Data in this exercise:

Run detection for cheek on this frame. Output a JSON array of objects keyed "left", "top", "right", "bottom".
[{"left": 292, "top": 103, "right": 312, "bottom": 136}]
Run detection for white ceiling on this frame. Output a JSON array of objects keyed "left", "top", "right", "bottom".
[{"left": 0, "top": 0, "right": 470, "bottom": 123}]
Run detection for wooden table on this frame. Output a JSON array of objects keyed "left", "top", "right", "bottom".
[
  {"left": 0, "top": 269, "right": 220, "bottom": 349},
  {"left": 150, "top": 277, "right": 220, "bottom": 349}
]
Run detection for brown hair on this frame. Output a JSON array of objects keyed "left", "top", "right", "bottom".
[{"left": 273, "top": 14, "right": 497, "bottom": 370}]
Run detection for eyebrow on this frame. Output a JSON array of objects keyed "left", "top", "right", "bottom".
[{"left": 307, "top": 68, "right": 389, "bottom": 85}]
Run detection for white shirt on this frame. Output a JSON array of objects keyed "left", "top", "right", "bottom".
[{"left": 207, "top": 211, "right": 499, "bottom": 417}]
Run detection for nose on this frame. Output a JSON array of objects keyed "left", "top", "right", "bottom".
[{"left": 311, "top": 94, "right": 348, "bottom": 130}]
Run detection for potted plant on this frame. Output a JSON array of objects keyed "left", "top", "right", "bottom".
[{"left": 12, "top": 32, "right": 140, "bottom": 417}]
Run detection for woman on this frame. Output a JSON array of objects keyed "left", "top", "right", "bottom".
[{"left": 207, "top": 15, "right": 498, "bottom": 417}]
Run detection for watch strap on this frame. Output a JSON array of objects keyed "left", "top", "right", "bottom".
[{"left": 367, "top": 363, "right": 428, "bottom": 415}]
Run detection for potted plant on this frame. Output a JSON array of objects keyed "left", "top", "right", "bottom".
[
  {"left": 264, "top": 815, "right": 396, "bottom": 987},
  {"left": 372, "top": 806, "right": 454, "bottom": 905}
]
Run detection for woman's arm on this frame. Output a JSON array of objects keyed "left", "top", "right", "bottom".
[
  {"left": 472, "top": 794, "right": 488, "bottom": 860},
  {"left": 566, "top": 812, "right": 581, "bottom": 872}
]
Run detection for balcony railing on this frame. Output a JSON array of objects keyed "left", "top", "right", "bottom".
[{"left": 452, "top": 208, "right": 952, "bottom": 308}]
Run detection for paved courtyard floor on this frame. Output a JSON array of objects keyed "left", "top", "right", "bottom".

Exercise task:
Rewrite the records above, swapping "frame" for "image" in every spot and keeping everything else the same.

Full output:
Run detection for cheek on this image. Output a JSON array of objects keyed "left", "top", "right", "bottom".
[{"left": 292, "top": 103, "right": 312, "bottom": 136}]
Run detection for white ceiling on this image. Output a JSON array of objects keyed "left", "top", "right", "bottom".
[{"left": 0, "top": 0, "right": 470, "bottom": 123}]
Run detection for wooden table on this image. Output a JSON array of objects keyed "left", "top", "right", "bottom".
[
  {"left": 0, "top": 269, "right": 220, "bottom": 349},
  {"left": 150, "top": 277, "right": 220, "bottom": 349}
]
Run detection for brown hair on this image. Output a JSON array of objects keyed "left", "top", "right", "bottom".
[{"left": 273, "top": 14, "right": 497, "bottom": 370}]
Run detection for eyebrow on this image. Output a JSON array of objects keyed "left", "top", "right", "bottom".
[{"left": 307, "top": 68, "right": 389, "bottom": 85}]
Run detection for white shirt on this image. Output a JSON array of objects keyed "left", "top", "right", "bottom".
[{"left": 207, "top": 211, "right": 499, "bottom": 417}]
Run detection for nose on this image. Output a JSON array of objects keyed "left", "top", "right", "bottom".
[{"left": 311, "top": 94, "right": 348, "bottom": 130}]
Run detection for potted plant on this image. Output a JSON array of objects keyed "left", "top", "right", "bottom".
[{"left": 12, "top": 32, "right": 140, "bottom": 417}]
Run detection for woman on this image. Output a JSON array of objects keyed "left", "top", "right", "bottom".
[{"left": 207, "top": 15, "right": 498, "bottom": 417}]
Run detection for watch strap on this image. Output a JSON array of objects keyed "left", "top", "right", "bottom".
[{"left": 367, "top": 363, "right": 428, "bottom": 415}]
Run detection for potted plant on this image. Output a JSON array of objects keyed "left", "top", "right", "bottom".
[
  {"left": 264, "top": 815, "right": 396, "bottom": 987},
  {"left": 372, "top": 806, "right": 454, "bottom": 905}
]
Run detection for woman's arm on this image. Output a JSON array of objects keyed "left", "top", "right", "bottom".
[
  {"left": 472, "top": 794, "right": 488, "bottom": 860},
  {"left": 566, "top": 812, "right": 581, "bottom": 872}
]
Run detection for balcony railing on this image. Output a JSON array of objects keyed "left", "top", "right", "bottom".
[{"left": 452, "top": 208, "right": 952, "bottom": 308}]
Run detection for paved courtyard floor on this image. Output a JSON array of objects keyed "left", "top", "right", "bottom".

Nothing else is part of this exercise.